## What is being asked
The response must reproduce exactly every line of the material below holding the word "vanity".

[Extracted information]

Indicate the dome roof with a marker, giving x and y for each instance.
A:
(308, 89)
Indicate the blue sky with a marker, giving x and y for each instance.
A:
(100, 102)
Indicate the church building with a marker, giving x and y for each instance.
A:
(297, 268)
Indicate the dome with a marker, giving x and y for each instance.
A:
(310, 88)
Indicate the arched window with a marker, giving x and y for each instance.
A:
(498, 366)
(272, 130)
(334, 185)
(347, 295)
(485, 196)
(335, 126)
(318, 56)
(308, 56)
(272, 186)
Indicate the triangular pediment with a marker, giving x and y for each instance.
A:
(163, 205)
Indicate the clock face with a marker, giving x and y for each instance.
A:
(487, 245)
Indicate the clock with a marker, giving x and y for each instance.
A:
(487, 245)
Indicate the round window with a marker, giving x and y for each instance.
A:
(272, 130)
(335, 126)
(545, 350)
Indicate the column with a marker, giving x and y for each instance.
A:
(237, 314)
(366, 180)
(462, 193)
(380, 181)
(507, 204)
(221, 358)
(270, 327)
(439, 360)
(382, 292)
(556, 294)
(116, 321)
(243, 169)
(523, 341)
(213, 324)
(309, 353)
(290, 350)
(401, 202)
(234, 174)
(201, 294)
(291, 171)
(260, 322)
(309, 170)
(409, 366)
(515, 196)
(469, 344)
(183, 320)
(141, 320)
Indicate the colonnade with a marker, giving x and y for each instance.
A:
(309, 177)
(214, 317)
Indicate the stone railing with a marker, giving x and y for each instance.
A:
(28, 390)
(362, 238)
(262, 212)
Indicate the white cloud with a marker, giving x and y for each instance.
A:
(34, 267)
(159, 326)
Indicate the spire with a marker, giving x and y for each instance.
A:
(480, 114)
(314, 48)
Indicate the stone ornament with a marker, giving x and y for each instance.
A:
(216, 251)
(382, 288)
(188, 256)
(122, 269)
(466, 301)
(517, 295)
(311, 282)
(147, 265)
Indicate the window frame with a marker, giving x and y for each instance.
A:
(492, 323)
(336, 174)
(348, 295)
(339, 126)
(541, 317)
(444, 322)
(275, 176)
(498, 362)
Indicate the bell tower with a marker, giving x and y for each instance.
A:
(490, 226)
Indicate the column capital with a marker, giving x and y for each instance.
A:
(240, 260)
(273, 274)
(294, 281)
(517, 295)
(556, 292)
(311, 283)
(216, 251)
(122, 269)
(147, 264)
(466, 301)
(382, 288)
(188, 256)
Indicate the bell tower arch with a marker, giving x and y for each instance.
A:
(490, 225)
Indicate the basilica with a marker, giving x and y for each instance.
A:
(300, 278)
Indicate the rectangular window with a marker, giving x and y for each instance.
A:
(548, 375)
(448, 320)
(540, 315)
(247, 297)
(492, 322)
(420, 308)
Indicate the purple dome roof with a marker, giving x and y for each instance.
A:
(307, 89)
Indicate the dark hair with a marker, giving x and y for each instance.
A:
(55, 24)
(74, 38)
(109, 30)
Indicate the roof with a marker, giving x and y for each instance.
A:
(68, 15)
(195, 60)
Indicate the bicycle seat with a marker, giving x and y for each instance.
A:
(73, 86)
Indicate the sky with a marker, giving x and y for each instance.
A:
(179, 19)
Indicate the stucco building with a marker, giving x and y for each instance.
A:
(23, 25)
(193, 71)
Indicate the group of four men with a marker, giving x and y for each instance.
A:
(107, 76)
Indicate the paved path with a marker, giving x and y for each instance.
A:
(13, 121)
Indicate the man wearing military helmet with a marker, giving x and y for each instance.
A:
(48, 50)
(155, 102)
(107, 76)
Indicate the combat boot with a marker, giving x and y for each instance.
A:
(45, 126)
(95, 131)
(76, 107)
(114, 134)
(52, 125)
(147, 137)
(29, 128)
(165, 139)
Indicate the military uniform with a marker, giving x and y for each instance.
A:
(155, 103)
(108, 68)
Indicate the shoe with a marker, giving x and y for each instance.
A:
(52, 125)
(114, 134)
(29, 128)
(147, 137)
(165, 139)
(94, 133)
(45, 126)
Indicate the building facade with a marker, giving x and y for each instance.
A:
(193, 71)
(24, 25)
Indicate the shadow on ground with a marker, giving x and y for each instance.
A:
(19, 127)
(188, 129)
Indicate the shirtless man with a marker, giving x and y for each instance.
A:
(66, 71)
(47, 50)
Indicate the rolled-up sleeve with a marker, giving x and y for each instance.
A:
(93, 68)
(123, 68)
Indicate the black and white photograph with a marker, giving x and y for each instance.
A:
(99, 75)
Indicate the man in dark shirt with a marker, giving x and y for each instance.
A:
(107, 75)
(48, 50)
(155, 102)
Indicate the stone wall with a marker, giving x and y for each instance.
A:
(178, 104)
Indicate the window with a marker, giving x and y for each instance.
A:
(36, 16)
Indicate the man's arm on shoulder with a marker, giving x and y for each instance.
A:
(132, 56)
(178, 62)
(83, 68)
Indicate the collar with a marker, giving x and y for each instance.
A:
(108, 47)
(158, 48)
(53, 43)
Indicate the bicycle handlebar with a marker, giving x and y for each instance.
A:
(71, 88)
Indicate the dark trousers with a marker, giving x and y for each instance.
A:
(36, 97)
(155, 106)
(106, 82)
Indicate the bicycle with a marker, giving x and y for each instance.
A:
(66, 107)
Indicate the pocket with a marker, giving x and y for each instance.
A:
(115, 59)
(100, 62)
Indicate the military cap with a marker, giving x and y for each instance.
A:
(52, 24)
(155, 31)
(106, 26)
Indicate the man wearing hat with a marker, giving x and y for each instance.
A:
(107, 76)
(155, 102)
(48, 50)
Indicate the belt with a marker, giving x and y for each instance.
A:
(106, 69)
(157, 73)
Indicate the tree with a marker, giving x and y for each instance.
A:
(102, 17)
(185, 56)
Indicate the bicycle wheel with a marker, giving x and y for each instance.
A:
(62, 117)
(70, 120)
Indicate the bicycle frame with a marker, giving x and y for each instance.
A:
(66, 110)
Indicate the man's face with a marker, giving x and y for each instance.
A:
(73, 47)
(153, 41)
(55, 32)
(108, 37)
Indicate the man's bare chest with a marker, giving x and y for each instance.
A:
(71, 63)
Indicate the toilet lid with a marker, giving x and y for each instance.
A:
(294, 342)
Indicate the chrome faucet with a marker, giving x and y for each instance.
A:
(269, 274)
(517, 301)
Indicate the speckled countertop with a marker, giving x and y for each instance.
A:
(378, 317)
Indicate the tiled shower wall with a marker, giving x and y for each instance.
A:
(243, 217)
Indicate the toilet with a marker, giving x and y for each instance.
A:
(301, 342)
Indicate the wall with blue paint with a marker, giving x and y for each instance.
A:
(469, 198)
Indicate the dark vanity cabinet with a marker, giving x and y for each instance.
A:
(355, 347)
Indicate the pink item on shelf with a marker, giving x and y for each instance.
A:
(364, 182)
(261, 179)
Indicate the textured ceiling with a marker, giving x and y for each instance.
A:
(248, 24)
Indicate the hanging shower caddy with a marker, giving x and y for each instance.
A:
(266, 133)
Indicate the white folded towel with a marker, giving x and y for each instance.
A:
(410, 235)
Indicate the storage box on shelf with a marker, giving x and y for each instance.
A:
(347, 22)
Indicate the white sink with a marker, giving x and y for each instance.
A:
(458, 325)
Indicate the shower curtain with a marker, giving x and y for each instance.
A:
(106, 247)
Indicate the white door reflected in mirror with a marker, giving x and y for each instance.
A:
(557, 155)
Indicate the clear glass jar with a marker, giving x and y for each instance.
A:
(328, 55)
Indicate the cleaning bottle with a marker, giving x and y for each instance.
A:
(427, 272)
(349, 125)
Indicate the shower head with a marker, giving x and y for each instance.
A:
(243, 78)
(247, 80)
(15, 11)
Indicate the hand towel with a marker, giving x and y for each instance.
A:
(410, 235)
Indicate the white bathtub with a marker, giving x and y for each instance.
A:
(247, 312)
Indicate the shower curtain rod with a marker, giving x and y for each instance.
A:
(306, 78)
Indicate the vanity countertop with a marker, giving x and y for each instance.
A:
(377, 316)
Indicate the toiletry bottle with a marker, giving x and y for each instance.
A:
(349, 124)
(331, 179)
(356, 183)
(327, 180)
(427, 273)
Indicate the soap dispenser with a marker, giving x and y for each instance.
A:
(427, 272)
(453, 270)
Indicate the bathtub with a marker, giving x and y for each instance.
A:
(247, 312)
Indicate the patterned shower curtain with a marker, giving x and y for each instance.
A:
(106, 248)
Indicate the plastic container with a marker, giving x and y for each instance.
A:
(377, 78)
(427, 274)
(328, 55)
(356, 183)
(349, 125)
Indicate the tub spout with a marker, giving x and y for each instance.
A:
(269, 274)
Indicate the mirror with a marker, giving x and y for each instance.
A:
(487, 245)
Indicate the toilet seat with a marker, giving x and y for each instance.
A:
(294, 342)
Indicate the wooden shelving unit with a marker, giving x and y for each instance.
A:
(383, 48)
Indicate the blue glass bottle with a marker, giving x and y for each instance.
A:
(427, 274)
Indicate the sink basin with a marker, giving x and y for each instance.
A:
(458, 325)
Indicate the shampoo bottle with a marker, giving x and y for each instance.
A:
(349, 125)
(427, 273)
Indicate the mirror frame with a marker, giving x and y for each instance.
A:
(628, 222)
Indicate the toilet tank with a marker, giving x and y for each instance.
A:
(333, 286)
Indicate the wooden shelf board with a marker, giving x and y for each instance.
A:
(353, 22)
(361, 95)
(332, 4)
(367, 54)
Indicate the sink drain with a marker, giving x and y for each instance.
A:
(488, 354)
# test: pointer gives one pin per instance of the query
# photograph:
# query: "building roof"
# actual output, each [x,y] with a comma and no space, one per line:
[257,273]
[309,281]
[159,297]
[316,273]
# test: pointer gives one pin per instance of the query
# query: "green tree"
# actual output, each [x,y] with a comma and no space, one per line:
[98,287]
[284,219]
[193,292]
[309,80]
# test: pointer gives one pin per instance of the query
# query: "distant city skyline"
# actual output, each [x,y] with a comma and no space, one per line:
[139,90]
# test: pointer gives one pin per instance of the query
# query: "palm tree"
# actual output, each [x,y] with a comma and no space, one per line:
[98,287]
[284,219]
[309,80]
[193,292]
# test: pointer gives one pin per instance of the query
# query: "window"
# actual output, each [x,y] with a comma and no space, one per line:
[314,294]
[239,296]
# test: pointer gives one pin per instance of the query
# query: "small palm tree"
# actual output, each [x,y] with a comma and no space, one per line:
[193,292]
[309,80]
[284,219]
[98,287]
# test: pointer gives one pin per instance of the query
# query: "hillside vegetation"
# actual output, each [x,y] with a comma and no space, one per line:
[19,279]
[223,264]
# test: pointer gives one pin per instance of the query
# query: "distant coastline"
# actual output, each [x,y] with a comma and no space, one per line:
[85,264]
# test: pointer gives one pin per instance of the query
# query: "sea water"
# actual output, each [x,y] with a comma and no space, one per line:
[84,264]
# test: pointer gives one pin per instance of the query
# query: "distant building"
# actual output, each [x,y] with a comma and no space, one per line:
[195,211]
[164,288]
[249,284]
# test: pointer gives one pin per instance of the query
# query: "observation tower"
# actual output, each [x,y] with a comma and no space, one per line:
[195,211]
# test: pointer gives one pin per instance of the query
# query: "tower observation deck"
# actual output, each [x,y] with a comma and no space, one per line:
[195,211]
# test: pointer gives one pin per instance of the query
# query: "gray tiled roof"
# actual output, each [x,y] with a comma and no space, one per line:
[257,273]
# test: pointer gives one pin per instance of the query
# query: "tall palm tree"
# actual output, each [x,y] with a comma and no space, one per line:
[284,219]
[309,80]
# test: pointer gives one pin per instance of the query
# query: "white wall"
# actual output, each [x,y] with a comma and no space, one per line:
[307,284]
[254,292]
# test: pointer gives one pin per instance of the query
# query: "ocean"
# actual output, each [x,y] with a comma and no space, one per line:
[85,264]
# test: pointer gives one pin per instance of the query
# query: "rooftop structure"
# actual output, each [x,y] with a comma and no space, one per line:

[/Extracted information]

## The completed task
Indicate the dark vanity cabinet with a marker, giving x and y for each instance.
Indicate the vanity countertop with a marker, giving x and y for each instance.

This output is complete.